**Set exercise 1**
Put the records into a JSON list of strings, one string per line and no blank lines, starting with the first line of the records and continuing up to and including the line that contains "xmin=0 ymin=0 xmax=952 ymax=294".
─── Extract
The same article with a better layout, less Internet 1997 compliant

It's a short article, but it's a really insightful read on the concept of hyperinflation:

Many Yugoslavian businesses refused to take the Yugoslavian currency, and the German Deutsche Mark effectively became the currency of Yugoslavia. But government organizations, government employees and pensioners still got paid in Yugoslavian dinars so there was still an active exchange in dinars. On November 12, 1993 the exchange rate was 1 DM = 1 million new dinars. Thirteen days later the exchange rate was 1 DM = 6.5 million new dinars and by the end of November it was 1 DM = 37 million new dinars.

At the beginning of December the bus workers went on strike because their pay for two weeks was equivalent to only 4 DM when it cost a family of four 230 DM per month to live. By December 11th the exchange rate was 1 DM = 800 million and on December 15th it was 1 DM = 3.7 billion new dinars. The average daily rate of inflation was nearly 100 percent. When farmers selling in the free markets refused to sell food for Yugoslavian dinars the government closed down the free markets. On December 29 the exchange rate was 1 DM = 950 billion new dinars.
──────
─── Given entries
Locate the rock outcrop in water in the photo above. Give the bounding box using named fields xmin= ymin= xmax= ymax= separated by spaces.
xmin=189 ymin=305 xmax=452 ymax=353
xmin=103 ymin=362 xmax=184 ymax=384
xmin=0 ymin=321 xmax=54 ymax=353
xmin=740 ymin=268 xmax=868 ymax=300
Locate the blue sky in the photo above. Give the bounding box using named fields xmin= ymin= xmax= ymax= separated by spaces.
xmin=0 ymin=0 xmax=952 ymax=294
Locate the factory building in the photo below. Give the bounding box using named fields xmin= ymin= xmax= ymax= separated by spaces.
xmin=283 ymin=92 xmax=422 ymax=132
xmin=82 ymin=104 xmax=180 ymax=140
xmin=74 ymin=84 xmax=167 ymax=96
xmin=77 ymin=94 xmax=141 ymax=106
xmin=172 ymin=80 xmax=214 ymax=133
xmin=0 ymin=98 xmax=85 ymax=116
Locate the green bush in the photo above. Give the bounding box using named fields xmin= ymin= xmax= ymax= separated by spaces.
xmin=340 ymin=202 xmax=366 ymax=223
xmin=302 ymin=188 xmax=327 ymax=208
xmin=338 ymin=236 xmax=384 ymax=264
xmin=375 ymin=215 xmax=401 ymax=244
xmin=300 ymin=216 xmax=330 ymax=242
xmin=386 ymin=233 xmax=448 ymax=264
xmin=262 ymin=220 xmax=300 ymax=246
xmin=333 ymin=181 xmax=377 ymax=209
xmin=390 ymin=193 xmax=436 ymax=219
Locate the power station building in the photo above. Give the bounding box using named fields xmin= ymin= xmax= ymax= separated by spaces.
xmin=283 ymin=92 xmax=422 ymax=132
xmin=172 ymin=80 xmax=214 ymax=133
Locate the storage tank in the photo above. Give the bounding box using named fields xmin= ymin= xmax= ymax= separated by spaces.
──────
**Set exercise 2**
In the excerpt on Yugoslavian hyperinflation, why did the bus workers go on strike at the beginning of December?

**Written answer 1**
[
  "Locate the rock outcrop in water in the photo above. Give the bounding box using named fields xmin= ymin= xmax= ymax= separated by spaces.",
  "xmin=189 ymin=305 xmax=452 ymax=353",
  "xmin=103 ymin=362 xmax=184 ymax=384",
  "xmin=0 ymin=321 xmax=54 ymax=353",
  "xmin=740 ymin=268 xmax=868 ymax=300",
  "Locate the blue sky in the photo above. Give the bounding box using named fields xmin= ymin= xmax= ymax= separated by spaces.",
  "xmin=0 ymin=0 xmax=952 ymax=294"
]

**Written answer 2**
Their pay for two weeks was equivalent to only 4 DM, when it cost a family of four 230 DM per month to live.